Work to be completed. Can you retype only the lines from the one with "Target: leafy tree" through the final line of the material, exactly as given?
Given information: Begin
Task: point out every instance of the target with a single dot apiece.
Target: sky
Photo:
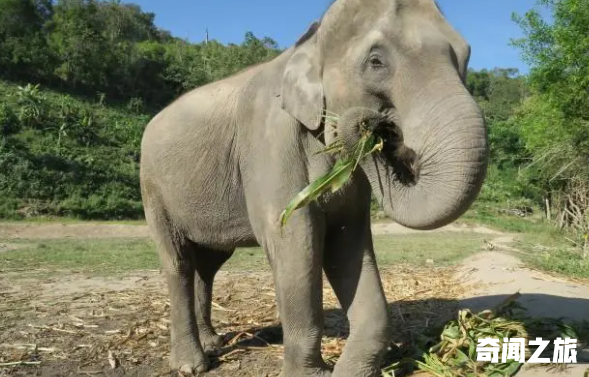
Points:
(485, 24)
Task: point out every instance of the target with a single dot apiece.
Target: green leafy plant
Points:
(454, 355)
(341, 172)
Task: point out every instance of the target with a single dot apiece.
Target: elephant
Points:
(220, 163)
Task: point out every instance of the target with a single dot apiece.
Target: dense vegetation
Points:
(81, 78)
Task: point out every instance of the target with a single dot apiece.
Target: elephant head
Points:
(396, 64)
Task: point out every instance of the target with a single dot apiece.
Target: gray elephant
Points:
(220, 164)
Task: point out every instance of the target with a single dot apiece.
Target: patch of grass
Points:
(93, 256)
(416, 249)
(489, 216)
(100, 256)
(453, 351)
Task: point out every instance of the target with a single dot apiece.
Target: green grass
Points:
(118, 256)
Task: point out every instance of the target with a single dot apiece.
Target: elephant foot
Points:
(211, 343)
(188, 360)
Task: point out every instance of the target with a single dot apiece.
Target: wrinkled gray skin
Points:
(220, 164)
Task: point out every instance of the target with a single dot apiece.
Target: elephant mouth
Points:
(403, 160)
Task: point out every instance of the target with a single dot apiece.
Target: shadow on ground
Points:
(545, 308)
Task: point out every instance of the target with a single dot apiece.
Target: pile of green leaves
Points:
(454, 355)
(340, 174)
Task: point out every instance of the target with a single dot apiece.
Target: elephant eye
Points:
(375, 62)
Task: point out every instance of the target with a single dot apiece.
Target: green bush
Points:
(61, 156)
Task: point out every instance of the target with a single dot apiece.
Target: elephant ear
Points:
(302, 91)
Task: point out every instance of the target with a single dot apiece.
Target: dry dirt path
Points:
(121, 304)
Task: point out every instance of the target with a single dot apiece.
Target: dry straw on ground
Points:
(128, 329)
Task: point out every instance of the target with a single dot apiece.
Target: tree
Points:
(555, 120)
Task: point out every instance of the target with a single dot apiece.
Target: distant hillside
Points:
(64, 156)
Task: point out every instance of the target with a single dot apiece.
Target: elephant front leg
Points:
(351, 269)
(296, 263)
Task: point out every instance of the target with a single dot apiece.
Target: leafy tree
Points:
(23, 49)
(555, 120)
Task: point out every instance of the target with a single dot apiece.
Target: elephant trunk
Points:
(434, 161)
Given information: End
Answer section.
Target: leafy tree
Points:
(23, 49)
(555, 120)
Task: point out every instance of the target with a single dot apiece.
Target: elephant trunk
Points:
(434, 161)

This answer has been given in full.